**Instructions to follow**
Reproduction without pictures: print every entry precisely as written.

**Referring expression pointing data**
◇ ◇ ◇ ◇ ◇

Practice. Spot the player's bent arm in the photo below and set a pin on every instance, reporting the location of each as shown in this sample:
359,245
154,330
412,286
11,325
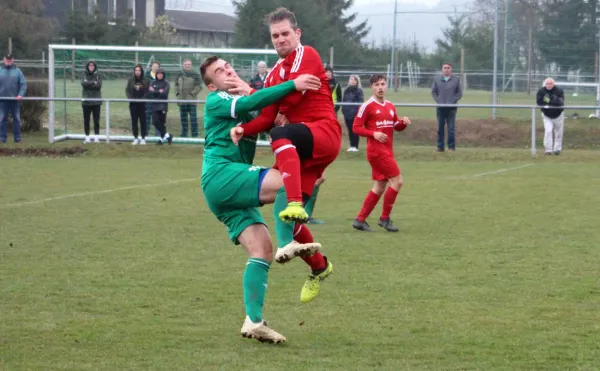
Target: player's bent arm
263,122
306,61
262,98
359,126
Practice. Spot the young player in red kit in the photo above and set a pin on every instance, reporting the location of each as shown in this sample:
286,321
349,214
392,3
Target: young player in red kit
306,138
377,120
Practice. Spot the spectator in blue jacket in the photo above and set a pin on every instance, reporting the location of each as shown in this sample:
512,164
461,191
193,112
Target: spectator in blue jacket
13,85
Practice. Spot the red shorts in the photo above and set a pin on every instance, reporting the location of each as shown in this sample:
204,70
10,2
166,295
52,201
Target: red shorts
327,142
384,168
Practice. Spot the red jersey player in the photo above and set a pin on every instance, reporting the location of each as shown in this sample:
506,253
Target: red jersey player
306,139
377,120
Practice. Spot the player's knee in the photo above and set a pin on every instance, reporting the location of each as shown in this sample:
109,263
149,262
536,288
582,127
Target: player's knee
279,132
396,182
379,187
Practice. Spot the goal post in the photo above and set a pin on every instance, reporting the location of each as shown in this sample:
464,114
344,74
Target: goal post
583,99
67,62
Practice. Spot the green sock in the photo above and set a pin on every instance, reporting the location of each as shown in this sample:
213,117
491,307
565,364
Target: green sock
310,205
255,287
283,230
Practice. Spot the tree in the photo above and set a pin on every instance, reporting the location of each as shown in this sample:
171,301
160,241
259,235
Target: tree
323,24
24,22
161,33
568,35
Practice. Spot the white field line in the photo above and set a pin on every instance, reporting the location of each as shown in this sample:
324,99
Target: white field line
481,175
83,194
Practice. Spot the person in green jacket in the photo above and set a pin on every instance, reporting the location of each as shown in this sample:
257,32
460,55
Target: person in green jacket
91,83
187,87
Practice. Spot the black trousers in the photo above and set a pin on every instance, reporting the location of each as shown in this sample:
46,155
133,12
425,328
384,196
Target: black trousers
159,120
138,114
95,112
354,139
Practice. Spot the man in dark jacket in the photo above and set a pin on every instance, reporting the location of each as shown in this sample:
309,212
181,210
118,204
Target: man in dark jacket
91,83
159,90
336,89
352,94
13,85
137,88
547,97
446,89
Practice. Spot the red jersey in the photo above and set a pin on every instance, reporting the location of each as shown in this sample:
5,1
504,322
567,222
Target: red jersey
377,117
306,106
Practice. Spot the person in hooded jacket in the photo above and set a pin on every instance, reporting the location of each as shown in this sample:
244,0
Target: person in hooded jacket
352,94
159,90
91,83
137,88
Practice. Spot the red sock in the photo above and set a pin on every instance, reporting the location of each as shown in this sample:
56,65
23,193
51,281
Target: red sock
288,163
388,202
316,262
368,205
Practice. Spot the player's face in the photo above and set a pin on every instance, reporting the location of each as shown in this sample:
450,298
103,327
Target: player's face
285,39
378,88
218,72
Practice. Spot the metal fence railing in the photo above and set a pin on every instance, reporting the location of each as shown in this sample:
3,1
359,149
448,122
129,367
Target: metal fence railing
107,108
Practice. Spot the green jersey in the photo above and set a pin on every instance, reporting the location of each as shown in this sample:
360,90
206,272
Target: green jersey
224,111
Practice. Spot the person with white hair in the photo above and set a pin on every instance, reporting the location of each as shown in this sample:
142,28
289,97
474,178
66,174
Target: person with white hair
549,98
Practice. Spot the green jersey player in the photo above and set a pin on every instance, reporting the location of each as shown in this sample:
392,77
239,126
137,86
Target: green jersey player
234,188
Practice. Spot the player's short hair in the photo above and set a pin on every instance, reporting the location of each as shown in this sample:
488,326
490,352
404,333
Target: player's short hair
204,67
281,14
376,78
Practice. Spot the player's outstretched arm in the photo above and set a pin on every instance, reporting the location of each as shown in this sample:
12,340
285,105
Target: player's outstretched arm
268,96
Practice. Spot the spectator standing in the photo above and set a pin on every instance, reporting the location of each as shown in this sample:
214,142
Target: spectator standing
151,76
159,90
446,90
91,82
13,85
336,89
352,94
137,88
187,87
547,97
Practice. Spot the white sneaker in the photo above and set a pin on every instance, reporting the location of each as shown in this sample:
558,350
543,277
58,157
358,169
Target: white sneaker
293,249
261,332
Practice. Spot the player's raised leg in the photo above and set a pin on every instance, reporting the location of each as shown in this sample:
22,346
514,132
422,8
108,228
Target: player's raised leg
389,199
257,242
310,204
272,191
285,143
360,223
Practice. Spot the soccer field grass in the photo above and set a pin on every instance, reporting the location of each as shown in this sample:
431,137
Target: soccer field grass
112,261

◇ ◇ ◇ ◇ ◇

**Output**
Practice. Spot the player's bent arm in the photo below and set a pin on every instance, reporting the location of each as shown in this sample:
359,245
154,330
412,286
11,325
Target: player's bent arm
263,122
306,61
262,98
359,126
Practice. Spot the young player in red kit in the photo above and set a pin on every instance, reporting the location of each as shown in this sample:
286,321
349,214
392,3
Target: young player in red kit
306,138
377,120
Practice. Spot the spectator in blue jacket in the photo above and set a pin on every instance, reporting the location of each as shown in this sample:
512,164
461,191
193,112
Target: spectator in blue jacket
13,85
Practice. Spot the red shorts in the photo above and set a pin on every instance, reporting the location of each as shown in this sample:
204,70
10,2
166,295
52,201
Target: red shorts
327,142
384,168
Practice. Spot the red jersey player in the photo above and set a pin on every instance, reporting the location of each as shown in this sample:
506,253
Target: red jersey player
306,139
377,120
Practice. Spot the player's knee in the photo above and set a pin on every instance, reporting the location of each as shown in this sample:
109,263
149,262
536,288
582,127
Target: player's knee
279,132
396,182
379,187
Practice. Spot the goal post in the photo above and set a pin on every instance, reporting the location of each as shown in this sample:
464,114
344,74
Target: goal post
583,99
67,62
Practice. Spot the green sock in the photo above and set a pin on every instance, reporting the location of each as shown in this sample:
213,117
491,307
565,364
Target: green sock
310,205
255,287
283,230
Practice. Spot the tree in the photo above and set a pin on every instance, reporting the location of each as shown in this sample:
171,301
160,241
259,235
Target: tree
323,24
24,22
161,33
568,35
Practice. Spot the white field line in the photo above and set a pin on every instance, reporting the location of each as shown in this sample:
324,99
Target: white field line
481,175
83,194
Practice. Spot the person in green jacket in the photo above and set a pin on every instance, reporting the location of each as shown in this sample:
257,32
460,55
Target: person in green jacket
91,83
187,87
Practice. Spot the black trousers in the photo above and set a pin on every instance, reporting the location of each as shown in this sample:
46,155
133,12
425,328
384,196
Target: black trousers
159,120
138,114
95,112
354,139
Practice. Spot the man in dark jacket in the photo above and set a pin on every instance, reporting the location of each as shown in this sample:
309,212
181,210
118,204
Target: man in dark jacket
91,83
159,90
336,89
352,94
13,85
137,88
547,97
446,89
Practice. Spot the red jersey in the photo above and set a pin on every instance, reporting the location of each as shown in this sample:
5,1
504,322
567,222
Target: red jersey
377,117
306,106
Practice. Spot the person in hooded jacket in the photo above and set a pin on every instance, reporting the location of each as shown in this sample:
244,0
Target: person in hooded jacket
352,94
159,90
91,83
137,88
Practice. Spot the red sock in the photo above and set a pin on every instance, reporting the location of each as shown in this sample:
56,65
23,193
51,281
Target: red sock
288,163
388,202
316,262
368,205
Practice. Spot the player's face in the photo above and set a pin on every instance, reporting the location of each as shown in this sample:
450,298
103,327
Target: player's face
285,39
378,88
218,72
Practice. Spot the metal fence railing in the photo above and set a pin on every instance, reporting the location of each as shown in this sample:
3,1
359,149
448,122
129,367
Target: metal fence railing
107,108
Practice. Spot the green jersey in the photo above and set a pin on every instance, reporting the location of each as shown in this sample:
360,90
206,272
Target: green jersey
224,111
Practice. Spot the person with white hair in the photo above and set a pin on every instance, reporting the location of each as shown in this sample:
142,28
289,97
474,178
66,174
Target: person with white hair
549,98
Practice. Spot the green jersey player in the photo above and set a pin on every instance, reporting the location of each as shown in this sample:
392,77
239,126
137,86
Target: green jersey player
234,188
Practice. Spot the player's short hair in the photo above and set a pin on every instance, reporting the location of each as shown in this sample:
488,326
490,352
404,333
Target: player's short hair
204,67
281,14
376,78
Practice. Spot the player's outstretched arm in the photo above and set a pin on every instance, reporting the location of each as shown in this sample:
12,340
285,105
Target: player's outstretched arm
268,96
Practice. Spot the spectator standing in the photo above and set a pin on every instance, reporting the location of each as shown in this sample:
214,142
Target: spectator standing
151,76
159,90
446,90
91,82
13,85
336,89
352,94
137,88
187,87
547,97
Practice. Spot the white sneaker in the photo above and set a pin on every instance, reporting the location of each as shown in this sample:
558,350
543,277
58,157
358,169
Target: white sneaker
293,249
261,332
Practice. Spot the player's raised leg in the photo above and set a pin on every instance, reporting the location of each as shown in this sample:
22,346
514,132
422,8
108,228
Target: player's raised leg
389,199
257,242
310,204
272,191
285,143
360,223
Practice. Spot the soccer field grass in the photo above and set a pin on every instance, reporting the location of each as shown in this sample:
431,137
Target: soccer field grass
112,261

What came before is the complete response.